# EXCERPTED TEXT start

I have to say that this was the type of defense that was successful immediately after the trades last year, but when they implemented the "whole system" they suddenly became terrible defenders again after the allstar break.

It's a pretty interesting thing. Why would you need the "advanced system" that is too complicated for your personnel(like maybe a super high IQ team could run it?) if it actually gives up more points than the simplified system? Makes you wonder if you couldn't have stopped the 1st, 2nd and 3rd option that GS had, and even if they scored inefficiently on that 4th option, you would have at least stopped the first 3. In some ways I think the Cavs were trying harder to stop that 4th option than the first 3 in their defense even in the finals last year.

So, even if we take it on faith that they are running the "only system that can deal with GS". That really isn't necessary for this team on any level. This team needs to learn the fundamentals of defense because they are no good at defense and they are very young.

This disconnect between what the coaches want, and what the players are capable of is my biggest criticism of Longabardi. It has been an ongoing problem since he got here, and has basically never been addressed.

# EXCERPTED TEXT end

REQUIRED TASKS →
**1.** In the post about the team's defense, whom does the writer name as the target of their biggest criticism?
**2.** Write out the stretch of the post about the team's defense from "I have to say" through "the allstar break.".
**3.** Write what comes next in the post about the team's defense, picking up after its final sentence.

# STORED DATA start

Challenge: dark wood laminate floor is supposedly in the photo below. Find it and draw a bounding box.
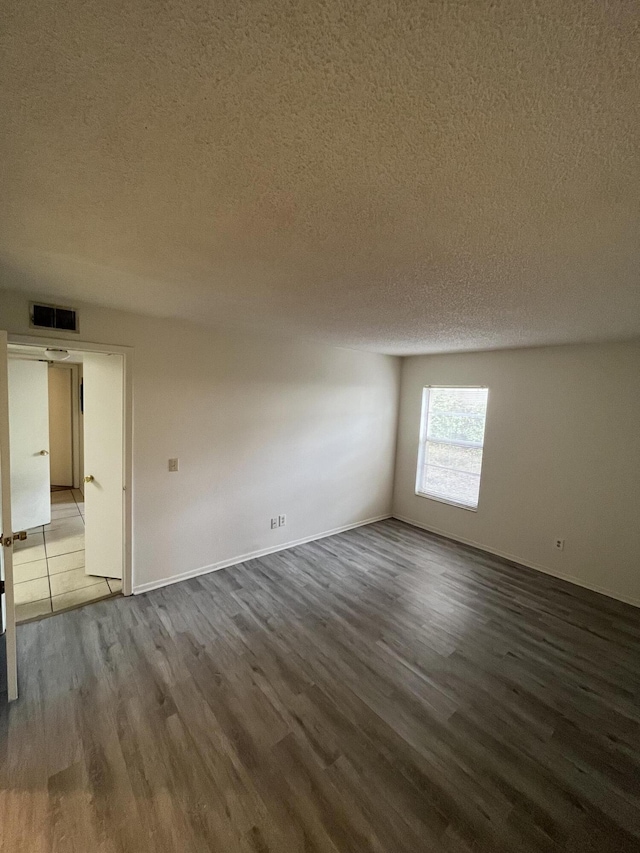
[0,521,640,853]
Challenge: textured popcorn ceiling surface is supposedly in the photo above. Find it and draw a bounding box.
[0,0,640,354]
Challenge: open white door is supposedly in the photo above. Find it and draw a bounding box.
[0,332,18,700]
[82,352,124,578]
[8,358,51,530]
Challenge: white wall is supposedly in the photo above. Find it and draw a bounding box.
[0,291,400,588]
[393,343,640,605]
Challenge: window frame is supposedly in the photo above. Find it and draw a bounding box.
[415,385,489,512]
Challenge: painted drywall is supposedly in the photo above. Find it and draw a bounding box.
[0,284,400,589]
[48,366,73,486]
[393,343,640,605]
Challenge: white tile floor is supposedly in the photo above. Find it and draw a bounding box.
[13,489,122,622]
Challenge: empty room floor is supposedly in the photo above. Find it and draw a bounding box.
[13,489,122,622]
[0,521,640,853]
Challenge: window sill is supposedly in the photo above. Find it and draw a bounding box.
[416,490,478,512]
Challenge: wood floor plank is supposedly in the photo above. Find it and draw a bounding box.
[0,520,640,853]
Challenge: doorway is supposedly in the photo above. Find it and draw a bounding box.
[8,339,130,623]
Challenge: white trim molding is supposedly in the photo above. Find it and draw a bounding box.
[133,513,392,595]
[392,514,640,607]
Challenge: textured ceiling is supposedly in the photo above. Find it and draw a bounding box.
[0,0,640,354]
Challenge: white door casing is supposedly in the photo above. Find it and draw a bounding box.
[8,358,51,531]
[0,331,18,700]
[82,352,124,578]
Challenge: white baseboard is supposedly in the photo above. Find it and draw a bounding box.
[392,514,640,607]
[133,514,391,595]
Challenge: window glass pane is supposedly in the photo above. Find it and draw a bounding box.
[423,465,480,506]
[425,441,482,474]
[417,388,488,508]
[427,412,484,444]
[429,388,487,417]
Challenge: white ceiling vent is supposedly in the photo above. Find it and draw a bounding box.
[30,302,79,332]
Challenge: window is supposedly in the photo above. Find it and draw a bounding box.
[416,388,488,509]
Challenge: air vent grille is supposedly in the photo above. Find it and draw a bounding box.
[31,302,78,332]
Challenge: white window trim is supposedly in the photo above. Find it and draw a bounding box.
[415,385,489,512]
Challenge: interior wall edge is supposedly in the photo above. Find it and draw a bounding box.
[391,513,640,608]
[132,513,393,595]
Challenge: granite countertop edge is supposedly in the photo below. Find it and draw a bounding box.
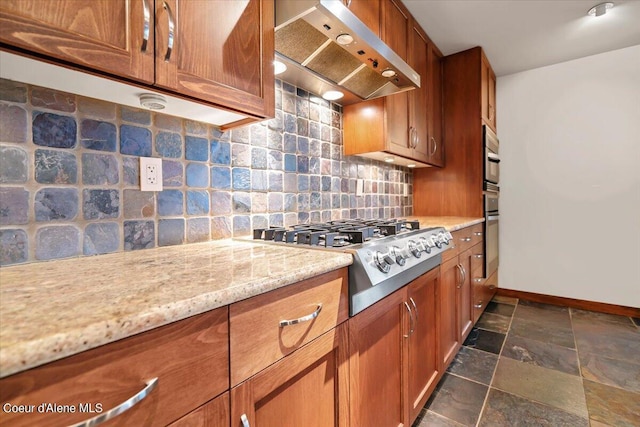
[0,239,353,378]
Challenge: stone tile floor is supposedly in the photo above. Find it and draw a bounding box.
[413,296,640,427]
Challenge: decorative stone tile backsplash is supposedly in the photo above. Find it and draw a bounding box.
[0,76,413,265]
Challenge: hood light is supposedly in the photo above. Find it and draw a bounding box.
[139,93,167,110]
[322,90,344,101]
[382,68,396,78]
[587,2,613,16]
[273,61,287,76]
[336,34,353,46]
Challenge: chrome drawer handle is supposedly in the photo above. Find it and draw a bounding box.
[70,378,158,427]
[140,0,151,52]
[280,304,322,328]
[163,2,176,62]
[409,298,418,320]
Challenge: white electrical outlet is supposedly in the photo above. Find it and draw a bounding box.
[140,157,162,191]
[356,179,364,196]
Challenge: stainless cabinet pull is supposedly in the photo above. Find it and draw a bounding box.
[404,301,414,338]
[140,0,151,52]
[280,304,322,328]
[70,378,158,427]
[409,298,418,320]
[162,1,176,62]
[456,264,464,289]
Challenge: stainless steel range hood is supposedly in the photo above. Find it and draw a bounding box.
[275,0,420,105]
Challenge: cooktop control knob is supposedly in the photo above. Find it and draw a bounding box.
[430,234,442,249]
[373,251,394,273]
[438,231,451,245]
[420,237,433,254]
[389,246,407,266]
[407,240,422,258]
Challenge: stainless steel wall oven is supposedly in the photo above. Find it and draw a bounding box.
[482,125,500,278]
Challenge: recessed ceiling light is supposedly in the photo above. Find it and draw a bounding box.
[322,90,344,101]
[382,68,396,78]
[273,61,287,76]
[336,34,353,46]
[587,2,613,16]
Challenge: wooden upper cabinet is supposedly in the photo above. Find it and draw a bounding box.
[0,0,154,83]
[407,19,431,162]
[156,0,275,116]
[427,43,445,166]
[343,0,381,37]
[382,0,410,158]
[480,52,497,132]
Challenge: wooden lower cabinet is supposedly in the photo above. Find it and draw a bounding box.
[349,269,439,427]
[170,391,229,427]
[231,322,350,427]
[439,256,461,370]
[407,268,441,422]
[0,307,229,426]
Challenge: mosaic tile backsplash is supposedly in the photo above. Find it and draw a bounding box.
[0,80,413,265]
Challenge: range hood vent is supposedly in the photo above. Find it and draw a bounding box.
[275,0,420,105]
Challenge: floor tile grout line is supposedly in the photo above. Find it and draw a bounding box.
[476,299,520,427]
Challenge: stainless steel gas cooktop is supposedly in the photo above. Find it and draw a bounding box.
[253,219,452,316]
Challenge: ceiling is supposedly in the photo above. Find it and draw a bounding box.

# STORED DATA end

RESPONSE LIST →
**1.** Longabardi.

**2.**
I have to say that this was the type of defense that was successful immediately after the trades last year, but when they implemented the "whole system" they suddenly became terrible defenders again after the allstar break.

**3.**
View: https://twitter.com/NBAOfficial/status/1045729219949613063?s=20


So isn’t the Freedom of Movement just an extension of the hand check rule that was in place but with additional body parts added and post play factored in? Wrapping around a defender in order to impede a pnr, using your hands to stiff arm an offensive or defensive player when in awaiting a ball coming to the post or just simply using your body re-direct (equivalent to a press in football). All these are more egregious fouls and aren’t ground breaking but I do feel like the impeding progress or momentum line gives them enough wiggle room to call soft contact fouls.

This makes it awfully easy to attack a switching defense because there are gaps during a switch that can be exploited if body parts aren’t used to make initial contact with the individual that switched on to you. Rockets had been the best switching team last season and it’s what made them a formidable defense. They’re struggling with that same defense although it’s probably personnel based considering they lost Ariza, LMM and added Melo.
 
Start cedi at PG and play Nwaba..

Cedi/Nwaba/Hood/Nance/Love

I'd also send Hood to the bench:

Sexton/Nwaba/Osman/Nance/Love

Of course, their scoring is highly questionable and that is what teams like GS really do well that buries other teams. But Hood is a minus offensively to me because he is so inefficient (11 pts on 11.4 FGA) so whoever is next up should be in there for him - anyone at this point. He makes zero defensive effort along with Clarkson. I'd rather have Korver in there - at least he tries.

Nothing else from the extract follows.